[Stated exercise] Reproduce the records as a numbered list, from the start of the records through the line containing "564,756,932,847", both ends included. Omit blank lines and leave out the pictures.

═══

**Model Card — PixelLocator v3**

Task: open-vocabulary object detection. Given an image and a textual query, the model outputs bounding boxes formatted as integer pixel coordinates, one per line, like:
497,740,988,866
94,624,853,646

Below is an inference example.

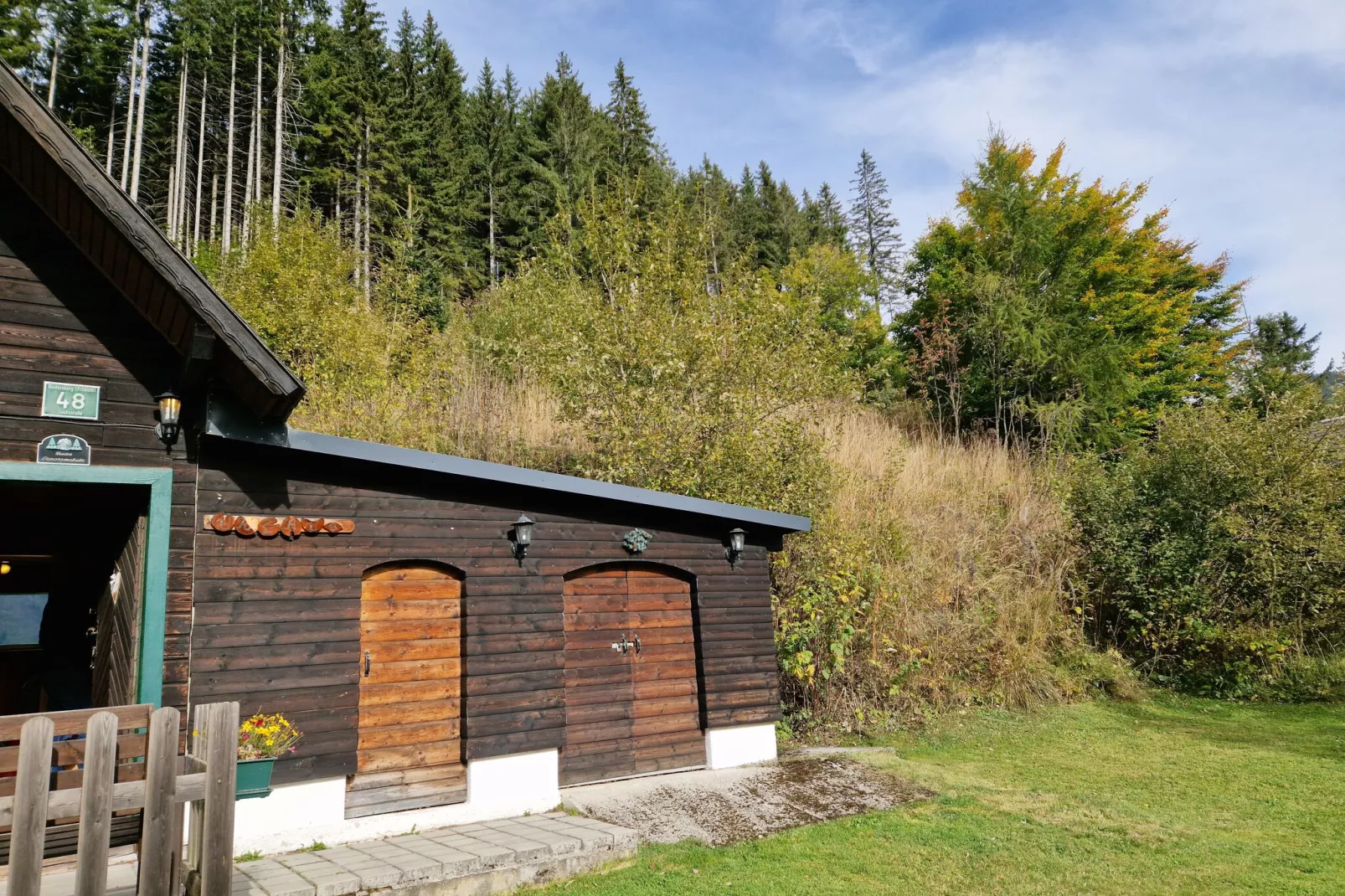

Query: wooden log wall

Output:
0,169,196,709
191,439,779,781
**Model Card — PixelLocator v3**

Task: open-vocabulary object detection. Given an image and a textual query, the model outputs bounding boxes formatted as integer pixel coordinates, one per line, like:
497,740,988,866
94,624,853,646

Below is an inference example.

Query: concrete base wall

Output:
705,723,776,768
234,749,561,856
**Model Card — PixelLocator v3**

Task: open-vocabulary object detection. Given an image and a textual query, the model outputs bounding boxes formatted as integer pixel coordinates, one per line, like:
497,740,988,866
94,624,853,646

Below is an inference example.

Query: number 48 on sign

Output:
42,382,100,420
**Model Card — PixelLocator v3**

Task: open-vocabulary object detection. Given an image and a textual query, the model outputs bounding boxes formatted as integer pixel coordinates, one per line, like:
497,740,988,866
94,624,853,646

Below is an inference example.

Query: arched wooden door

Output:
346,563,466,818
561,566,705,785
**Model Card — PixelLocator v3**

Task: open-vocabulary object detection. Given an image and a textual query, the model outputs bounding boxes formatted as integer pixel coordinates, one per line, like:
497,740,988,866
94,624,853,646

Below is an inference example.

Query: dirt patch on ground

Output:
564,756,932,847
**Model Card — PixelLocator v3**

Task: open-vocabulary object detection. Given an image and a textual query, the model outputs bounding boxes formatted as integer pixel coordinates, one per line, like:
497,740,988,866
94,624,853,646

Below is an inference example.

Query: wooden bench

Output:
0,703,155,865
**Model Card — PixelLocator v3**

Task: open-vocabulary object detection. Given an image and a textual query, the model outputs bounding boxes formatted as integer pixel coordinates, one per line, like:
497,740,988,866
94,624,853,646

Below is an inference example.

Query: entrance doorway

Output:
0,481,149,714
346,563,466,818
561,566,705,785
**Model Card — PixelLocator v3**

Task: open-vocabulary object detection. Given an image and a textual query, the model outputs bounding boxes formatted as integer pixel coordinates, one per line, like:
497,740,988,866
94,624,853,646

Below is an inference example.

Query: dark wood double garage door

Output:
346,564,705,816
561,566,705,785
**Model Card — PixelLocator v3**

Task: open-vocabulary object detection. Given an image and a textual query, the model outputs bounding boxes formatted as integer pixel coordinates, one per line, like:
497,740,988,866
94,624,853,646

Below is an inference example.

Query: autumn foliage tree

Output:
897,133,1243,446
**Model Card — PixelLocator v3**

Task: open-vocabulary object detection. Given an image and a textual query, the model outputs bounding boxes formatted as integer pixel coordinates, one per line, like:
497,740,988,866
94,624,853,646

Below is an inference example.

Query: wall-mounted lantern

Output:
513,515,535,566
155,389,182,448
724,528,748,566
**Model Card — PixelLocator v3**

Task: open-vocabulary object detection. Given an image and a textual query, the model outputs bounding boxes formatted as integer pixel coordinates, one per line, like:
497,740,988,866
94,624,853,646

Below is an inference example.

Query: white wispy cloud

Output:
772,0,1345,357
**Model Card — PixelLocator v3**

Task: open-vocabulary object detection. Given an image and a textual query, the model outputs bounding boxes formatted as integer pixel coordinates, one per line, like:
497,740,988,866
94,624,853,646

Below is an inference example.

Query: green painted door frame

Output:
0,461,173,706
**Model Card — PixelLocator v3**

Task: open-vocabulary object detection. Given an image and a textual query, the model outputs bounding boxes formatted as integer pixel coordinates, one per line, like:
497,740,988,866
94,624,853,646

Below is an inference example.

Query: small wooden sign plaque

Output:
202,512,355,538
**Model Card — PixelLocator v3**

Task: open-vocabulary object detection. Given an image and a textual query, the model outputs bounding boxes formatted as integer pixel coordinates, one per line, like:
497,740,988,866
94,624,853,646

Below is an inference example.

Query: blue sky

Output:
392,0,1345,364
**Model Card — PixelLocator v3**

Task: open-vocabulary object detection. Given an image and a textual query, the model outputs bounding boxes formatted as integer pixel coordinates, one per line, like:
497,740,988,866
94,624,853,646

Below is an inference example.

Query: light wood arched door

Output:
346,564,466,818
561,566,705,785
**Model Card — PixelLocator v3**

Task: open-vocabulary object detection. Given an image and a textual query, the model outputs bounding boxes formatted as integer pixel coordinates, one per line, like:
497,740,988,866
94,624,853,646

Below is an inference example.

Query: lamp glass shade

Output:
159,392,182,426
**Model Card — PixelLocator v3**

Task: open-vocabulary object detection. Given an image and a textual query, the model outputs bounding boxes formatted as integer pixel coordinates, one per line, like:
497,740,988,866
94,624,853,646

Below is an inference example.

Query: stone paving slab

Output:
234,812,636,896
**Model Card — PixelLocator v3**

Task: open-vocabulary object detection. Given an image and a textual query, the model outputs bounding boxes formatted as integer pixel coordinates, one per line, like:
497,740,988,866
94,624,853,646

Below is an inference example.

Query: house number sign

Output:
204,514,355,538
42,381,102,420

═══

[Correct output]
1. **Model Card — PixelLocator v3**
2. Task: open-vocabulary object detection. Given an image and a textual query, the model outputs bounding boxes formatted as integer pixel coordinates, one per line, like:
3. 497,740,988,866
4. 94,624,853,646
5. Below is an inference example.
6. Query: wooden log wall
7. Output:
8. 0,169,196,709
9. 191,439,779,781
10. **Model Card — PixelLocator v3**
11. Task: open-vocabulary object detection. Given an image and a textual query, the model outputs bounding boxes formatted as integer pixel coordinates, one per line, like:
12. 497,740,988,866
13. 94,624,853,646
14. Below is an inference example.
15. Query: concrete base wall
16. Output:
17. 705,723,776,768
18. 234,749,561,856
19. **Model Card — PixelLocator v3**
20. Task: open-vocabulary object detection. Given an image and a textual query, the model outputs bounding boxes formatted as integer pixel coordinates, one per line, like:
21. 497,740,988,866
22. 94,624,853,646
23. Below is an inference example.
24. Query: number 48 on sign
25. Output:
26. 42,382,100,420
27. **Model Card — PixelLocator v3**
28. Task: open-vocabulary object detection. Given an image and a textual query, the model outputs bounding boxes formatted as integer pixel coordinates, one per line, like:
29. 497,740,988,866
30. 94,624,853,646
31. Below is an inference example.
32. Query: arched wooden door
33. Output:
34. 346,563,466,818
35. 561,566,705,785
36. **Model Card — PixelLocator v3**
37. Task: open-vocabulary object detection. Given an image and a textual query, the model outputs bounding boxes formatted as integer pixel coordinates, one per line, like:
38. 497,740,988,866
39. 94,624,853,646
40. Below is an inference example.
41. Query: dirt patch on ground
42. Output:
43. 564,756,932,847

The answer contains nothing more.